**EXERCISE AIM**
Please write out exactly the lines that begin at the line containing "of the brick" and run to the end of the records.

-- START OF DATA PROVIDED --

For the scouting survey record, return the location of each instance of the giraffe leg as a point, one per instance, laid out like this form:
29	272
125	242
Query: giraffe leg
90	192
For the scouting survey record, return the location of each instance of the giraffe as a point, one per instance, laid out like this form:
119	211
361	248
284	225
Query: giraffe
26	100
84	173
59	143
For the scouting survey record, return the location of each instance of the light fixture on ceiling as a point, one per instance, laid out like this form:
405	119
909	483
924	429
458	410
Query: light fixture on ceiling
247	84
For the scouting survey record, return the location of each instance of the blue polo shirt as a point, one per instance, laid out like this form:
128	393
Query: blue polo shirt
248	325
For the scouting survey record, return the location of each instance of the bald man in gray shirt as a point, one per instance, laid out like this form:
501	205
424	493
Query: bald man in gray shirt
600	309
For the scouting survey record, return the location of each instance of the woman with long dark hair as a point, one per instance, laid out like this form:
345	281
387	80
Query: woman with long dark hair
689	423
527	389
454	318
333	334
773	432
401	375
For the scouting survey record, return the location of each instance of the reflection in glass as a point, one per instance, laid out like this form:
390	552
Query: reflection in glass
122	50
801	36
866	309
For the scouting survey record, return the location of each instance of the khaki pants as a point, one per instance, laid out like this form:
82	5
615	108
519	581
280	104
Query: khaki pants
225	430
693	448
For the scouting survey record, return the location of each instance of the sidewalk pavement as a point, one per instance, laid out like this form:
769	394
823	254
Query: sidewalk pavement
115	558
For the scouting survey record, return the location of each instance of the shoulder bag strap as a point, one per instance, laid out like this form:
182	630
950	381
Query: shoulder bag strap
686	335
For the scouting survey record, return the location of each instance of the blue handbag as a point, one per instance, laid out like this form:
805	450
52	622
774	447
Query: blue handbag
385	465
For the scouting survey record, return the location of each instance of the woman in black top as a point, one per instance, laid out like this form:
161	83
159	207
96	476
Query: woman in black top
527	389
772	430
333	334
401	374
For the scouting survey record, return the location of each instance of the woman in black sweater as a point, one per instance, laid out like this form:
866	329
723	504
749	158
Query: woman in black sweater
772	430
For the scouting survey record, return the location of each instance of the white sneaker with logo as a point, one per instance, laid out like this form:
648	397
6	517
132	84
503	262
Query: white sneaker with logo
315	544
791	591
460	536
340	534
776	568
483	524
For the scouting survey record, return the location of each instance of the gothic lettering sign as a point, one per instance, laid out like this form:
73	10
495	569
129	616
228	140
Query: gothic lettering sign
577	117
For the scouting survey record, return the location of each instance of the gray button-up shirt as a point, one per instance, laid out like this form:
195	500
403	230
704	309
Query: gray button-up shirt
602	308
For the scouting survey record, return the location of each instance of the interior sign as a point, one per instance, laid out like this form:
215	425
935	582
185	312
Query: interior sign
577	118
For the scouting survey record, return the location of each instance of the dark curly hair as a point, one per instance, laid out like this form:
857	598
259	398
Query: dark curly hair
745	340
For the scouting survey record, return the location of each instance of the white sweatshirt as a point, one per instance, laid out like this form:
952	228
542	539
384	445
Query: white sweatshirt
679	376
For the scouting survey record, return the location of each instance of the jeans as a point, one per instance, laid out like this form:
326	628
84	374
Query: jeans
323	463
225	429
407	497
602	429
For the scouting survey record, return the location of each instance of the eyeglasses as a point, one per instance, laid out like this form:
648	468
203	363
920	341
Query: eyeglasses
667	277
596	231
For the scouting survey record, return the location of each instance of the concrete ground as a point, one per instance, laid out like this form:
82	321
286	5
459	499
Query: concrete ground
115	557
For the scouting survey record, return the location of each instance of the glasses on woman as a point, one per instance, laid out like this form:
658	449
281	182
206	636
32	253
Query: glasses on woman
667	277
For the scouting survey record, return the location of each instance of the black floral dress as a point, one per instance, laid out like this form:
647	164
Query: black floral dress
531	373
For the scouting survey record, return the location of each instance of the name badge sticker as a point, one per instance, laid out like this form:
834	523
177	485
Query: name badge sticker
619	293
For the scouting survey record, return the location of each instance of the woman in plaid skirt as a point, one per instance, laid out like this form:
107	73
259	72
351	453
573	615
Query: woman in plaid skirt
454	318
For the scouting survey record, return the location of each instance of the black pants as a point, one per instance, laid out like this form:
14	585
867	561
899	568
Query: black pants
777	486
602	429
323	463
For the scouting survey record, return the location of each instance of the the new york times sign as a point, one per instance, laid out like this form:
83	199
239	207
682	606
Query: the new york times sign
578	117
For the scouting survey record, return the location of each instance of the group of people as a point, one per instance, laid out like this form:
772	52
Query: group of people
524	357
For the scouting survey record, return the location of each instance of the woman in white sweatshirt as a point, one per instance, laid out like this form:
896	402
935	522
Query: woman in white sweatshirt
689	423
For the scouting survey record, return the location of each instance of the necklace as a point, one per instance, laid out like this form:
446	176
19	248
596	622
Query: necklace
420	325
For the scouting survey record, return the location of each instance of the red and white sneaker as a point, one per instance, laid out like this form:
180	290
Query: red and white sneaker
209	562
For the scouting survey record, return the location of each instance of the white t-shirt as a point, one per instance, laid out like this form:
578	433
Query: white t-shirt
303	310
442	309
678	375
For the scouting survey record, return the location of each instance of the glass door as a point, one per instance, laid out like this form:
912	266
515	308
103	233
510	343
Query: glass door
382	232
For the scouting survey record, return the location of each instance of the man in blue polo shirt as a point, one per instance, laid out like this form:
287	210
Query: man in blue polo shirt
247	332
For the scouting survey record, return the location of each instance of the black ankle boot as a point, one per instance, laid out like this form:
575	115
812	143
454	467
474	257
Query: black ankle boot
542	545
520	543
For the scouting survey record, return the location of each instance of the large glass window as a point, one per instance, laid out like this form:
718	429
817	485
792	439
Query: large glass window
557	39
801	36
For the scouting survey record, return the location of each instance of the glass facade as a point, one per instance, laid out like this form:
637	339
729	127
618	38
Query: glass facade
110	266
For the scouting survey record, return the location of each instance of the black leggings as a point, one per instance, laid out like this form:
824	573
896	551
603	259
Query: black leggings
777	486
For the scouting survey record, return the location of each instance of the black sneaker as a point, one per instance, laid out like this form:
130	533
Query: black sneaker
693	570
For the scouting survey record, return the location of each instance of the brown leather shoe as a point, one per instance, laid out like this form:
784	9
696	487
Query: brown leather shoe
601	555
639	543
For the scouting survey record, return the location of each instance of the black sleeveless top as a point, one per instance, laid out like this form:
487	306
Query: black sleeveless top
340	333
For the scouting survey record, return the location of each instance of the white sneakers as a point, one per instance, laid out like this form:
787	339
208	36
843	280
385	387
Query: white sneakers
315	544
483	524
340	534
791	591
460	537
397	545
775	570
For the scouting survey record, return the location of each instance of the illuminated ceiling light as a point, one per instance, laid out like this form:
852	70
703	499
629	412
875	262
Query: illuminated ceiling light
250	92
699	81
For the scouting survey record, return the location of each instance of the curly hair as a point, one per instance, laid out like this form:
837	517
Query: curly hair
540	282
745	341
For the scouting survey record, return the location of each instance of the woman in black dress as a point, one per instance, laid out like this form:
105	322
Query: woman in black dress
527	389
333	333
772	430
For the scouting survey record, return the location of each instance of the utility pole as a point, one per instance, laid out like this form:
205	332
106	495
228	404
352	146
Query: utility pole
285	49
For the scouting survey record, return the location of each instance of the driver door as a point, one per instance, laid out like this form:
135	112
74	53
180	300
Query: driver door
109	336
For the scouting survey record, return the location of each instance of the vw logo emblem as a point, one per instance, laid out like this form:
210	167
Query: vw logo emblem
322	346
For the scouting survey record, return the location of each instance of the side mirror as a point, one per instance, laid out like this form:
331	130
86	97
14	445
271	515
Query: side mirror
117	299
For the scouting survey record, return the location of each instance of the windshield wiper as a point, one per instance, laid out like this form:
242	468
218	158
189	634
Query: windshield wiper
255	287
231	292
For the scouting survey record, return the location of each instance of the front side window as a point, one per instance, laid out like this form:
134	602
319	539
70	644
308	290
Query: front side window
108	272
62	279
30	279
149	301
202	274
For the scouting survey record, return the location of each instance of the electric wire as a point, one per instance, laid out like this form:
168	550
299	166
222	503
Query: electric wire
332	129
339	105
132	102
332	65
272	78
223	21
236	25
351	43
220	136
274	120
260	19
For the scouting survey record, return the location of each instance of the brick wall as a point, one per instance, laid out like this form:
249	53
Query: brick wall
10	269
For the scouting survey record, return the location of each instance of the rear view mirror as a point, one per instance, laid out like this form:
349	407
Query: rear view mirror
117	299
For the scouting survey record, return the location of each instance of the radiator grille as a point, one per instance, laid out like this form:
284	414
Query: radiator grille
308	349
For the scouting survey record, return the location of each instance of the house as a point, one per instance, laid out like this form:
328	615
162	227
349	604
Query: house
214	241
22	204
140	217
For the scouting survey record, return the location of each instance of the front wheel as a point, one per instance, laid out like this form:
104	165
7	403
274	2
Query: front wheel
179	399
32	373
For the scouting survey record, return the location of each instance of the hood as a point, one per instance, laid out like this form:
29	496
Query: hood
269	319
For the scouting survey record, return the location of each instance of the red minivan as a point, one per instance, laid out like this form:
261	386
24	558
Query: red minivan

-- END OF DATA PROVIDED --

**EXPECTED ANSWER**
For the scouting survey record, return the location of each instance of the brick wall as a point, one per instance, laid out like this form:
249	53
Query: brick wall
10	269
For the scouting survey record, return the location of each instance of the rear view mirror as a point, one per instance, laid out like this form:
349	407
Query: rear view mirror
117	299
For the scouting survey record, return the location of each instance of the radiator grille as a point, one per instance, laid out like this form:
284	414
Query: radiator grille
308	349
For the scouting survey record, return the location of each instance of the house as a point, one per instance, laid out like this form:
328	615
162	227
349	604
Query: house
214	241
22	204
140	217
For the scouting survey record, return the location of each instance of the front wheel as a point, one per instance, laid out like this form:
104	165
7	403
274	2
Query: front wheel
179	399
32	373
For the scouting survey record, return the location of each instance of the hood as a point, one per instance, laid out like this form:
29	496
Query: hood
269	319
For the scouting survey record, return the location of each instance of the red minivan as a point, one per instance, laid out like this form:
261	386
24	558
Query: red minivan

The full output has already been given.